:: Text passage ::

Sum Of Functions in Mathematica

Question

I'm trying to curve fit an arbitrary sum of distributed gaussians to a function -- each with their own set of parameters. Currently, if I want to use twenty functions, I do the following

φ[α_?NumberQ, x_?NumberQ, xi_?NumberQ, c_?NumberQ] := (
  c E^(- α (x - xi)^2/2))/Sqrt[α/π];
Data := Table[{n/50, N[f[n/50]]}, {n, -300, 300}];

model = φ[a1, x, x1, c1] + φ[a2, x, x2, c2] + φ[a3, x, x3, c3] + 
   φ[a4, x, x4, c4] + φ[a5, x, x5, c5] + φ[a6, x, x6, c6] + 
   φ[a7, x, x7, c7] + φ[a8, x, x8, c8] + φ[a9, x, x9, c9] + 
   φ[a10, x, x10, c10] + φ[a11, x, x11, c11] + φ[a12, x, x12, c12] + 
   φ[a13, x, x13, c13] + φ[a14, x, x14, c14] + φ[a15, x, x15, c15] + 
   φ[a16, x, x16, c16] + φ[a17, x, x17, c17] + φ[a18, x, x18, c18] + 
   φ[a19, x, x19, c19] + φ[a20, x, x20, c20];
nlm = NonlinearModelFit[Data, 
   model, {a1, x1, c1, a2, x2, c2, a3, x3, c3, a4, x4, c4, a5, x5, c5, a6, x6,
     c6, a7, x7, c7, a8, x8, c8, a9, x9, c9, a10, x10, c10, a11, x11, c11, 
     a12, x12, c12, a13, x13, c13, a14, x14, c14, a15, x15, c15, a16, x16, c16,
     a17, x17, c17, a18, x18, c18, a19, x19, c19, a20, x20, c20}, x];

This works well but it is tedious to create these linear combinations by hand. It would be wonderful to create a linear combination of functions with a vector of coefficients for a, xi, and c. I am just unsure of how to approach this and I was hoping that you guys could offer some insight into this.

:::

§ **Short problem a**: From the records below, copy the lines word for word, beginning at the line that contains "Find the gray" and ending after the line that contains "pixel 217 217".

:: Excerpted data ::

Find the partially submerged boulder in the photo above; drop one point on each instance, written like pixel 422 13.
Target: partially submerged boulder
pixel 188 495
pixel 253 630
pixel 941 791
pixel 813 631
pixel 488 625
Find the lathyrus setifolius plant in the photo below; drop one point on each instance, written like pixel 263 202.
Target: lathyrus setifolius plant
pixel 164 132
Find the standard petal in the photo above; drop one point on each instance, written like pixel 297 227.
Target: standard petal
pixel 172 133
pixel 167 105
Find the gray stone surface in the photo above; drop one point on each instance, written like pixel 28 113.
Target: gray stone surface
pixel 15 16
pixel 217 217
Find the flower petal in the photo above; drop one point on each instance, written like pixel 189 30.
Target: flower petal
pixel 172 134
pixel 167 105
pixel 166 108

:::
:: Excerpted data ::

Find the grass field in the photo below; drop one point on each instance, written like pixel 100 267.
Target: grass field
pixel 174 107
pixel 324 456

:::

§ **Short problem b**: Extend the Mathematica question about fitting a sum of Gaussians, picking up right after its final sentence.

§ **Result a**:
Find the gray stone surface in the photo above; drop one point on each instance, written like pixel 28 113.
Target: gray stone surface
pixel 15 16
pixel 217 217

§ **Result b**:
Best,

Thomas

Answer 1

You may try:

Phi[α_, x_, xi_, c_] := (c E^(- α (x - xi)^2/2))/Sqrt[α/π];

model = Sum[Phi[a@i, x, xx@i, c@i], {i, 20}];

nlm = NonlinearModelFit[Data, model, Flatten@Table[{a@i, xx@i, c@i}, {i, 20}], x]

Edit

Not tested, but I think for leaving the number of Gaussians indeternate you could also do something like:

nlm[n_] := NonlinearModelFit[Data, Sum[Phi[a@i, x, xx@i, c@i], {i, n}]
                                   Flatten@Table[{a@i, xx@i, c@i}, {i, n}], x];

nlm[20]

Answer 2

I did something just like this before:

params = Flatten[
   Table[{Subscript[a, i], Subscript[m, i], Subscript[c, i]}, {i, 1, 
     n}]];
model = Sum[
   Phi[Subscript[a, i], x, Subscript[m, i], Subscript[c, i]], {i, 1, 
    n}];
fit = NonlinearModelFit[data, model, params, x]];

Just replace n with however many Gaussians you need. Obviously if you have different basis functions you'll have to do other things, but this works nicely when you're working just a set of (or even two) basis functions.

Here's some proof of concept code:

Phi[x_, a_, b_, c_] := c Exp[-(x - a)^2/b^2]/(b Sqrt[\[Pi]])

n = 10;
Ap = RandomReal[{-5, +5}, {n}];
Bp = RandomReal[{0.2, 2}, {n}];
Cp = RandomReal[{-3, +3}, {n}];
f[x_] := Evaluate[Sum[Phi[x, Ap[[i]], Bp[[i]], Cp[[i]]], {i, n}]]

data = Module[{x, y},
   x = RandomReal[{-10, +10}, {3000}];
   y = f[x];
   Transpose[{x, y}]];
(* Force data to be precision to be 50 digits, so we can use higher precision in NLMF *)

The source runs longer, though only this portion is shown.